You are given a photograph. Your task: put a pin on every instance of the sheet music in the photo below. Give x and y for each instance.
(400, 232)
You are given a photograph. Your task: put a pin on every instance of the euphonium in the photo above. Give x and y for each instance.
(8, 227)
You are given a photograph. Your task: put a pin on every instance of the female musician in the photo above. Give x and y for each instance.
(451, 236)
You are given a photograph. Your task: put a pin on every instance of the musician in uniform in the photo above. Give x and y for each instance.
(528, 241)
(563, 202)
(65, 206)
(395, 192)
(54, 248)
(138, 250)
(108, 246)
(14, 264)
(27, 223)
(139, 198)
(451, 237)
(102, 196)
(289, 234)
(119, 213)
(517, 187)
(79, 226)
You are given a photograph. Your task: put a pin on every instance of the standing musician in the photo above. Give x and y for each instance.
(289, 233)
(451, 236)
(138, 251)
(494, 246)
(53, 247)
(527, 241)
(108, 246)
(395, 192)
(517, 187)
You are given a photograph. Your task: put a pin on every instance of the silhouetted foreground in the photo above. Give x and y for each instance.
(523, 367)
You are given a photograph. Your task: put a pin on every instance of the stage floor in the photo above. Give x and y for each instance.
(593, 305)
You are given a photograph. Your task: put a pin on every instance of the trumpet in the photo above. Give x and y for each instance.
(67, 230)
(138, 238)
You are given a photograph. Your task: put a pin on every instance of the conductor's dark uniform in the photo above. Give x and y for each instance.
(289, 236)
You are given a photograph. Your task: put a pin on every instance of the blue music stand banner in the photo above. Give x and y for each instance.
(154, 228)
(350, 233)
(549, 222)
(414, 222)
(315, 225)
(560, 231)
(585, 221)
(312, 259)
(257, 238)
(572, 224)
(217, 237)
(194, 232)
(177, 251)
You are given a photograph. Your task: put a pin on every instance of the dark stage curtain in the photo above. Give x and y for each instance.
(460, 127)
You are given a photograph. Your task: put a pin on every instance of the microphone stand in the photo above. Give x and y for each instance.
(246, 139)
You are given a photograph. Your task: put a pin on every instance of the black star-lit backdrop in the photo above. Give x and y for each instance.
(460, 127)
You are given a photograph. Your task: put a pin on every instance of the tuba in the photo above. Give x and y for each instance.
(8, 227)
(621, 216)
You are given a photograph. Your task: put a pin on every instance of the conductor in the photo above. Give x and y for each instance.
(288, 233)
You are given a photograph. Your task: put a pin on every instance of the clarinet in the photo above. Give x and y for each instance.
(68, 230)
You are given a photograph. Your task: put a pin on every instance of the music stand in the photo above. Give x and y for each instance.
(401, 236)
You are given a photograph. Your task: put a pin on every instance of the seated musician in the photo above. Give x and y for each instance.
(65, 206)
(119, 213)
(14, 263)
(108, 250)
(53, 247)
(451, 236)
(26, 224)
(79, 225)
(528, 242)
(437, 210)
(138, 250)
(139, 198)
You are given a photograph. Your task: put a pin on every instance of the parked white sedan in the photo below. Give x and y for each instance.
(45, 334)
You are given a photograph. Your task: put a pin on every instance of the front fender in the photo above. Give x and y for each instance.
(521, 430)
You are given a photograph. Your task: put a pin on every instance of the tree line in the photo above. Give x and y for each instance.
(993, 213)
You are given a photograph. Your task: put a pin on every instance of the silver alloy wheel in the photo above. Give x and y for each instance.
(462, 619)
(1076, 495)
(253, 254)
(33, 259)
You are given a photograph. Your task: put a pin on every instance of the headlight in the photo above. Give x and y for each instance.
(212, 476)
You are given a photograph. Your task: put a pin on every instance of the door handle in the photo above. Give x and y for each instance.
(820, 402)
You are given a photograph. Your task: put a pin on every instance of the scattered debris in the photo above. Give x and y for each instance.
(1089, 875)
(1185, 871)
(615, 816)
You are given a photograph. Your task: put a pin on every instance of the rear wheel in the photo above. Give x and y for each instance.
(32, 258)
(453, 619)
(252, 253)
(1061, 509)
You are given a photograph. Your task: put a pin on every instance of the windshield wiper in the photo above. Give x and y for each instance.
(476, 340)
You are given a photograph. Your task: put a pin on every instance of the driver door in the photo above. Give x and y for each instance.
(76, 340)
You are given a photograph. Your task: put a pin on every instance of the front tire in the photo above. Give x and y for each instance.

__Work to complete__: Repeat the material from above exactly, word for word.

__Final result__:
You are given a photograph. Your task: put a pin on every instance of the sheet music in the photo below. Give x and y for each instance.
(400, 232)
You are given a photograph. Your task: put a pin on every instance of the euphonium in the photo above. Give x and y for each instance.
(8, 227)
You are given a photograph. Your task: put a pin on every instance of the female musician in the photo above. Give x and y for each instance.
(451, 236)
You are given a photograph. Your task: put a pin on every instance of the musician in uniform in the photo above. Give x and y for each instance.
(528, 241)
(563, 202)
(65, 206)
(395, 192)
(54, 248)
(138, 250)
(108, 246)
(14, 264)
(27, 223)
(139, 198)
(451, 237)
(102, 196)
(289, 234)
(119, 213)
(517, 187)
(79, 226)
You are given a photograph. Your task: put a pin on every instance of the standing musician in the photo above. Give x and y for each instance.
(289, 233)
(451, 236)
(138, 251)
(494, 246)
(53, 247)
(527, 241)
(108, 246)
(395, 192)
(517, 187)
You are given a photograph. Your task: put a pin on every instance of the silhouetted foreground in the photo above. Give x and y for each instance.
(523, 367)
You are given a photograph. Your task: put a pin on every instance of the stage floor in the photo above. Give x and y for each instance.
(593, 305)
You are given a photograph. Your task: put a pin on every instance of the trumpet in the photo above. Give x and y for each instance.
(67, 230)
(138, 238)
You are given a photograph. Your task: put a pin on every instance of the conductor's dark uniform in the photo above. Give x and y for each instance.
(289, 236)
You are given a photograph. Your task: put a pin on every instance of the blue music stand banner in the photo above. Give x and y for each instance.
(154, 228)
(350, 233)
(549, 222)
(414, 222)
(315, 225)
(560, 231)
(585, 221)
(312, 259)
(257, 238)
(572, 224)
(217, 237)
(194, 232)
(177, 251)
You are given a photograph. Your task: put a pin on every instance of the dark stage curtain in the photo above. Give x and y for each instance.
(460, 127)
You are given a photograph. Your task: put a pin on every instance of the microphone stand in the photo above. Give x and y for each instance.
(246, 139)
You are given a photograph. Your task: put a pin on every instance of the black star-lit backdrop in the photo above. Give x and y for each instance.
(460, 127)
You are given a photograph. Your task: put a pin on every instance of the tuba in the photo above. Give x and y for each instance.
(8, 227)
(621, 216)
You are given a photograph. Your task: put a pin on every instance of the conductor in the photo above. Give x and y for each instance.
(288, 233)
You are given a photograph. Your task: put a pin on every instance of the clarinet in the photo above. Give x and y for each instance.
(68, 230)
You are given a photograph. Your task: put a pin on every instance of the music stand in the photo above. Give x and y for each instance.
(401, 236)
You are given a photograph. Your task: put a pin on every instance of the seated musician in the photo above. Give x and y for each instance.
(65, 206)
(119, 213)
(14, 263)
(108, 250)
(53, 247)
(451, 236)
(26, 224)
(79, 225)
(528, 242)
(437, 210)
(138, 250)
(139, 198)
You are given a photograph. Your task: put a pin on every instance of the parked white sedan in the photo below. Give x and y for each instance.
(45, 334)
You are given a photograph. Your task: put a pin on every instance of the front fender in the photo above. Give x and y for each instance.
(521, 430)
You are given a photograph. Your task: put a pin on every instance of the tree line in the photo above. Give x and y for each instance.
(993, 213)
You are given a photograph. Your task: put a pin on every instance of the silver alloy wheel in the photo above. Give x and y for each instance.
(462, 619)
(1076, 495)
(253, 254)
(33, 259)
You are given a photograph. Your task: put a pin on every instance of the headlight in the photo above. Give x and y for each instance.
(212, 476)
You are given a photograph. Your task: put a pin on every instance of the door handle in the photo above. Give x and y for each instance.
(820, 402)
You are given a photograph. Your task: put a pin on every instance of the scattered debris in the photo above. Give x and y for each instance.
(1089, 875)
(1185, 871)
(615, 816)
You are given a photograph. Your task: put a pin on every instance of the rear wheel in the photo above. Give x and y for each instance.
(32, 258)
(453, 619)
(252, 253)
(1061, 509)
You are given a photograph. Your task: put a pin on every instance of the windshield wiper in the photo above. Give x and y for each instance.
(476, 340)
You are given a photograph. Your task: put a pin on every instance of the driver door in the photo above. Give x and y for each instance.
(76, 340)
You are given a photograph. Your task: put a pin on every instance of the front tire in the photo above. Give x and y for each instance.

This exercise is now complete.